**Work required**
Please return all lines of the data below containing the string "sock".

====== Entries supplied

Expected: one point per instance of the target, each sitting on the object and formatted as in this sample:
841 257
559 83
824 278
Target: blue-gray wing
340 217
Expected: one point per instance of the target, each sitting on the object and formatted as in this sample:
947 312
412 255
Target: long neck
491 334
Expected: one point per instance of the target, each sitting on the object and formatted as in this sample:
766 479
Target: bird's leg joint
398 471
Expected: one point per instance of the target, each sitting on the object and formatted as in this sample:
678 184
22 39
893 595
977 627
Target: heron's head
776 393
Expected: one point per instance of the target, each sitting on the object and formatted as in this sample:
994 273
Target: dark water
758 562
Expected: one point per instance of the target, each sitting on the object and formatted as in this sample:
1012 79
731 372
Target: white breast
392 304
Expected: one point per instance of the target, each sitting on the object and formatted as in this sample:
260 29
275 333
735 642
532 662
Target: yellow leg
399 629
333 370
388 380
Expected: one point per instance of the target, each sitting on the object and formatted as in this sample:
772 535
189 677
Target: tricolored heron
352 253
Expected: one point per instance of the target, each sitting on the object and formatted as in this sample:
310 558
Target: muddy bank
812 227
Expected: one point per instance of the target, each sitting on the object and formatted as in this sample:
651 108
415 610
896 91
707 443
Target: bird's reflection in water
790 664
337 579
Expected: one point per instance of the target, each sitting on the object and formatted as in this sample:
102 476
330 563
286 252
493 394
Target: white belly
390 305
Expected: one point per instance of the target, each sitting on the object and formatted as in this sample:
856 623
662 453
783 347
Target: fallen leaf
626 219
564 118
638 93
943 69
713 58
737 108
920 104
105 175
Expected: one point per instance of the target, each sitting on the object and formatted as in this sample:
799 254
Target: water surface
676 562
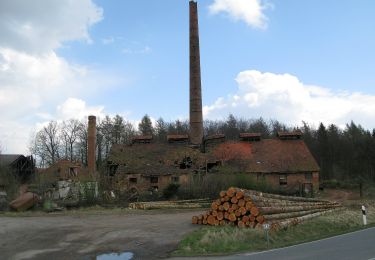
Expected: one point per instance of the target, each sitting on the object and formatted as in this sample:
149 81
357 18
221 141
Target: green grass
226 240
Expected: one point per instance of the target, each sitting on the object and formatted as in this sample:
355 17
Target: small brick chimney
196 116
91 145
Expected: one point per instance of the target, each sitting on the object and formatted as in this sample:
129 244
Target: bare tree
47 144
69 132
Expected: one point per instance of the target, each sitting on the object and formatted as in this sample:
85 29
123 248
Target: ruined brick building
284 162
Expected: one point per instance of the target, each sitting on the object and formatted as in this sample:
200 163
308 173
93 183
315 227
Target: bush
10 183
171 190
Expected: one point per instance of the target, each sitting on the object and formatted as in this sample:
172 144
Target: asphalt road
353 246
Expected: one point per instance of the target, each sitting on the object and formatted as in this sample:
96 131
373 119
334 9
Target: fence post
364 215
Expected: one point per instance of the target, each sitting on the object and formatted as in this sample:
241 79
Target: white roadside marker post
364 215
266 228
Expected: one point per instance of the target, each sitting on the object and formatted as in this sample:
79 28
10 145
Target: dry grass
226 240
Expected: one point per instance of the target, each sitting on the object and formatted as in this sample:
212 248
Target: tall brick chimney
91 145
196 117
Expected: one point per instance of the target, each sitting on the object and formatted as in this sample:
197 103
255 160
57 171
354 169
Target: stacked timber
248 208
176 204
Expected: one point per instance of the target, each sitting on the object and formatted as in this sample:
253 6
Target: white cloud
109 40
144 50
284 97
33 78
38 26
78 109
249 11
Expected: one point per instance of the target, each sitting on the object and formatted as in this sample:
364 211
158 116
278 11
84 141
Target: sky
289 60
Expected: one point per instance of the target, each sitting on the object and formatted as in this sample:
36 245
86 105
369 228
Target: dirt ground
148 234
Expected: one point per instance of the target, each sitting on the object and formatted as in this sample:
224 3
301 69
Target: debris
176 204
24 202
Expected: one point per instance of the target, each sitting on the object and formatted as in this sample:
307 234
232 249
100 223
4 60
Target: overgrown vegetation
342 153
209 185
10 182
225 240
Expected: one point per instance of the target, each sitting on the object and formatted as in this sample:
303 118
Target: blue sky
286 60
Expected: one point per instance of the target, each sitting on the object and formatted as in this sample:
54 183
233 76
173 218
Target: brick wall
293 182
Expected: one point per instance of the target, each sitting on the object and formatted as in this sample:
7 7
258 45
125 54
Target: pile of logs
248 208
176 204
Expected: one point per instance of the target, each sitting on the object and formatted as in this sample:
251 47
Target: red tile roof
275 155
289 134
142 137
250 135
214 137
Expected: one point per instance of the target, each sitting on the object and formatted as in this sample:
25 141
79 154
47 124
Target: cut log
241 202
286 209
279 216
211 220
254 211
226 205
231 192
234 200
243 210
232 217
234 206
241 224
280 197
260 219
239 194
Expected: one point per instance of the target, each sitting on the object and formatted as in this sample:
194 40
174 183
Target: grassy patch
225 240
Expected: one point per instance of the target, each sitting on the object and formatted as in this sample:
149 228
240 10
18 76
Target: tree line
342 153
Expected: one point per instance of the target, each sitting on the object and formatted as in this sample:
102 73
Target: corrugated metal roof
250 135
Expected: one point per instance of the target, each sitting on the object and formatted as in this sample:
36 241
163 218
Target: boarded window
261 177
308 177
283 180
154 179
133 180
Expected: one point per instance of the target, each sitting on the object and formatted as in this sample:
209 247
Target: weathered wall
294 180
123 182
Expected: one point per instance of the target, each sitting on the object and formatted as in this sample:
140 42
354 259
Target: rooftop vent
142 139
177 138
295 135
250 137
218 137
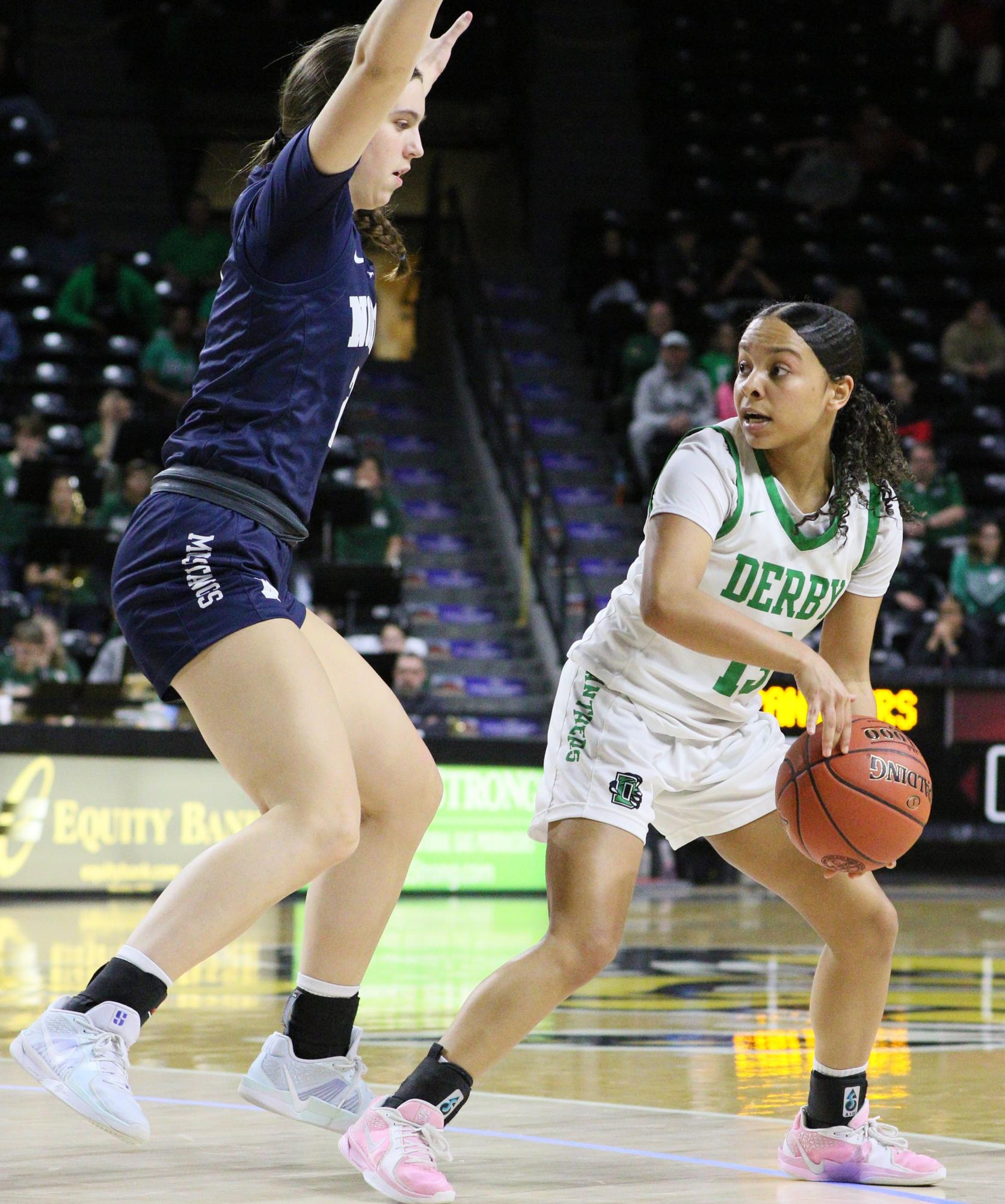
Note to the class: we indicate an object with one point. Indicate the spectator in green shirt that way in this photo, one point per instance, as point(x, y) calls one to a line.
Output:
point(16, 517)
point(936, 498)
point(29, 659)
point(116, 508)
point(381, 541)
point(720, 360)
point(641, 352)
point(106, 298)
point(977, 576)
point(193, 253)
point(114, 410)
point(171, 359)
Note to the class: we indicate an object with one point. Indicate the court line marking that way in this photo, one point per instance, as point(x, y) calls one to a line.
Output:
point(560, 1099)
point(562, 1143)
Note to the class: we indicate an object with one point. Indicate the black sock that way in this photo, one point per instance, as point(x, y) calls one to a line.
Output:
point(318, 1025)
point(834, 1101)
point(437, 1081)
point(122, 983)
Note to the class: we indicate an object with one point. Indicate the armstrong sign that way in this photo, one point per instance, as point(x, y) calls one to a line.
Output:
point(131, 824)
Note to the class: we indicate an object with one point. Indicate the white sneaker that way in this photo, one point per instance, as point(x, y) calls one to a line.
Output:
point(328, 1092)
point(82, 1057)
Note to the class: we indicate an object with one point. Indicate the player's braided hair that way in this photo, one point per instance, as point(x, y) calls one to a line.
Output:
point(864, 443)
point(313, 78)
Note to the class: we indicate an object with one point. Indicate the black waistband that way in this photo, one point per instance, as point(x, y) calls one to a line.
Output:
point(236, 494)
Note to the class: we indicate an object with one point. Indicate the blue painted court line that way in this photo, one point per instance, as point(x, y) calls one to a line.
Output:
point(568, 1145)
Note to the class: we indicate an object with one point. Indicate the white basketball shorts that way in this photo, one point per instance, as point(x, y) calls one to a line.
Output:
point(603, 764)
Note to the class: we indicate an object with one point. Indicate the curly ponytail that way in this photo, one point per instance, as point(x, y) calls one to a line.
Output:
point(864, 443)
point(313, 78)
point(376, 227)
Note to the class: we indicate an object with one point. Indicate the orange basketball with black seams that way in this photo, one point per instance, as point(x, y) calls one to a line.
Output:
point(859, 809)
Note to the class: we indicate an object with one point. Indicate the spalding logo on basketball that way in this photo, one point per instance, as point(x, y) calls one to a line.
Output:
point(859, 809)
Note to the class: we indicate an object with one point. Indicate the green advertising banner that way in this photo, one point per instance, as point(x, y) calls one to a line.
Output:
point(124, 825)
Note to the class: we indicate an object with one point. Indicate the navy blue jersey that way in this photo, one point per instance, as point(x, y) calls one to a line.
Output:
point(292, 326)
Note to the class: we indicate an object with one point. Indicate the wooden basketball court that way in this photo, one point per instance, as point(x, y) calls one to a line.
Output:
point(671, 1076)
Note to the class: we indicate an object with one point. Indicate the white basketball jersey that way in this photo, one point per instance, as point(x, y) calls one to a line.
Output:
point(761, 564)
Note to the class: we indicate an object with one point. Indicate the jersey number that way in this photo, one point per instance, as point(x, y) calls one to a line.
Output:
point(731, 679)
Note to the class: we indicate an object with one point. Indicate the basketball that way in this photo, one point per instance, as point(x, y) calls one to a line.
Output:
point(859, 809)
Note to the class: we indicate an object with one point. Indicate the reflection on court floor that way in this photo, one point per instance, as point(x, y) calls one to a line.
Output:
point(703, 1011)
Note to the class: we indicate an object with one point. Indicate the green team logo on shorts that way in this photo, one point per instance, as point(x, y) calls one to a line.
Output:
point(583, 715)
point(625, 790)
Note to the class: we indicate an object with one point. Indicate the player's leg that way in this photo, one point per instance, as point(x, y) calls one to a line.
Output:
point(312, 1072)
point(591, 871)
point(833, 1137)
point(266, 709)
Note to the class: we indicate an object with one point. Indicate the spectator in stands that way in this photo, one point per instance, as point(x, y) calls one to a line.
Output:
point(720, 366)
point(720, 359)
point(968, 31)
point(988, 182)
point(411, 678)
point(61, 661)
point(17, 517)
point(64, 247)
point(16, 102)
point(879, 351)
point(977, 575)
point(936, 498)
point(950, 642)
point(57, 587)
point(827, 178)
point(10, 342)
point(380, 542)
point(671, 399)
point(911, 425)
point(193, 253)
point(974, 346)
point(106, 298)
point(29, 659)
point(114, 410)
point(746, 280)
point(642, 351)
point(684, 273)
point(877, 141)
point(170, 360)
point(117, 507)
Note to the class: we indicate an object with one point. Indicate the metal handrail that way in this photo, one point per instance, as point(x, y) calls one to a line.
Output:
point(508, 434)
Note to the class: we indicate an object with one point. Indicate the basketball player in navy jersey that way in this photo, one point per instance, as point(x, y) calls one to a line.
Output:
point(345, 785)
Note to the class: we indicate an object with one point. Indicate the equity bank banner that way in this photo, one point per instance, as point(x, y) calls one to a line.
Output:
point(131, 824)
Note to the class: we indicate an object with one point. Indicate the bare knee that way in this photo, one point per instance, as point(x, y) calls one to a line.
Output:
point(580, 954)
point(869, 930)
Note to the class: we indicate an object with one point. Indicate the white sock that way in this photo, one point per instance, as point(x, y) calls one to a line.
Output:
point(330, 990)
point(838, 1074)
point(128, 954)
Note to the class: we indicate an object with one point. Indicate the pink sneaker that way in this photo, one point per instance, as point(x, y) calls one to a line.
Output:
point(863, 1151)
point(396, 1150)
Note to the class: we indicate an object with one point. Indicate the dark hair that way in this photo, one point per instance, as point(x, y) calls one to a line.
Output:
point(973, 541)
point(319, 69)
point(863, 442)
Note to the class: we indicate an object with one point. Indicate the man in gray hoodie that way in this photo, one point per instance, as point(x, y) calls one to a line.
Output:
point(669, 400)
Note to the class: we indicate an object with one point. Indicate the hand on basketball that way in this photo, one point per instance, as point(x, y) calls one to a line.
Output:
point(828, 697)
point(437, 54)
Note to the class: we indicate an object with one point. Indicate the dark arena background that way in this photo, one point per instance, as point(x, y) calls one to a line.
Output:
point(597, 175)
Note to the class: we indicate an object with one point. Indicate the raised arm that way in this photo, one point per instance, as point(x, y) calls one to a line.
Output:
point(394, 43)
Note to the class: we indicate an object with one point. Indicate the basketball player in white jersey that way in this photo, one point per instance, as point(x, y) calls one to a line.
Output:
point(758, 530)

============

**Output below**
Note to the class: we indicate an object with one point. Indicate the black sock that way in this photo, one point per instance, as point(x, y) calls one to a line.
Note to the class: we indicate an object with one point. Indicate the white sock that way in this photo, one point per instance, as point(x, y) calls one to a line.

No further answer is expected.